> [Goals]
**a)** Please answer these questions from the passage on small business loan risks, one per line:
(i) In what two forms can collateral come, according to the passage?
(ii) Which loans does the passage name as having an especially lengthy submission and approval process?
(iii) Besides your relationship with the lender, what else may trouble making payments affect?
**b)** Restate the stretch of the small business loan passage from "Collateral Requirements" through "with full consideration.", changing "inventory" to "equipment".

> [Document text]
Start
Collateral Requirements
Often, the lender will require you additionally put collateral up against the loan. Collateral can come in the form of personal collateral, like your home, or business assets, like your inventory. This collateral then becomes at risk if you become challenged to repay the loan according to the schedule. This is a significant risk, both to you personally and your business and as such these types of agreements should be entered into carefully and with full consideration.
Time-Consuming Process
Small business loans are rarely the choice for in the moment or an emergency cash injection. The process for submission and approval is lengthy, especially with SBA Loans. The lender will be looking to deeply understand your business, your creditworthiness, and to some extent form their internal opinion on their trust in your growth plans, as these are instrumental to your ability to then pay them back on time.
Impact on Credit Score
One of the largest risks to a small business loan is finding yourself in a position where making payment on time, or making payments at all, is a challenge. The negative impact on your credit score can be very impactful, and the recovery timeline from this drop in score will be take years if the misses are frequent enough. Not only will this challenge your relationship with the lender but it may impact your ability to acquire additional funding down the line.
Acquiring a small business loan can incredibly empowering to your business. It can give you the fuel you need to speed up growth and supercharge your business. What is important to understand, is that the capital you receive comes with commitments and it is vital that you have deeply understood the agreement, the financial requirements, and that you and a trusted advisor have walked the impact of the loan throughout the future trajectory of the business. Only with a thorough analysis of the business plan and the P&L over time can you align the cost of the loan to your ability to afford the repayments. You want to walk away from signing your loan confident you will have the strength of business to pay your loan down as agreed to ensure there are no negative impacts to your business, or yourself, related to an inability to live up to the commitments in the agreement. Small business loans can be an incredible asset to your business, with the right process and diligence, you can acquire one and have confidence your business is now set up for great success with a strong current and future financial health.
End
> [Raw data]
Start
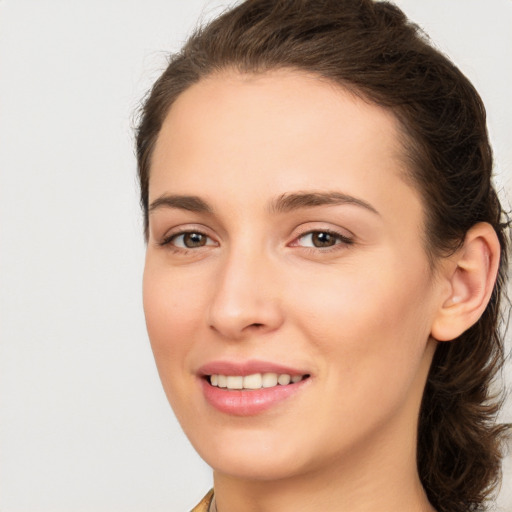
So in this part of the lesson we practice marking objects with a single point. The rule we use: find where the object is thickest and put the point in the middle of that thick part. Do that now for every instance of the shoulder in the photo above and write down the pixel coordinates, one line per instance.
(204, 504)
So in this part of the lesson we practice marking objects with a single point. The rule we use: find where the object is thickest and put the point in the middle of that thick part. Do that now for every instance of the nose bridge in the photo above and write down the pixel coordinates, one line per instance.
(244, 299)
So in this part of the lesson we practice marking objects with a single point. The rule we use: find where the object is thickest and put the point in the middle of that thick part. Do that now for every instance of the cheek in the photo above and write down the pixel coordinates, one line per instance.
(172, 308)
(372, 319)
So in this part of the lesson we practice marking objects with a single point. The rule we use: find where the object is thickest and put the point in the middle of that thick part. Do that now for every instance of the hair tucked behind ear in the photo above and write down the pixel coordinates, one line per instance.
(371, 49)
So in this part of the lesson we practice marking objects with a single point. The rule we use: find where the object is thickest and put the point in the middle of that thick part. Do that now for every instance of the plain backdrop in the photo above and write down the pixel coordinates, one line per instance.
End
> [Outputs by task]
**a)**
(i) Personal collateral, like your home, or business assets, like your inventory.
(ii) SBA Loans.
(iii) Your ability to acquire additional funding down the line.

**b)**
Collateral Requirements
Often, the lender will require you additionally put collateral up against the loan. Collateral can come in the form of personal collateral, like your home, or business assets, like your equipment. This collateral then becomes at risk if you become challenged to repay the loan according to the schedule. This is a significant risk, both to you personally and your business and as such these types of agreements should be entered into carefully and with full consideration.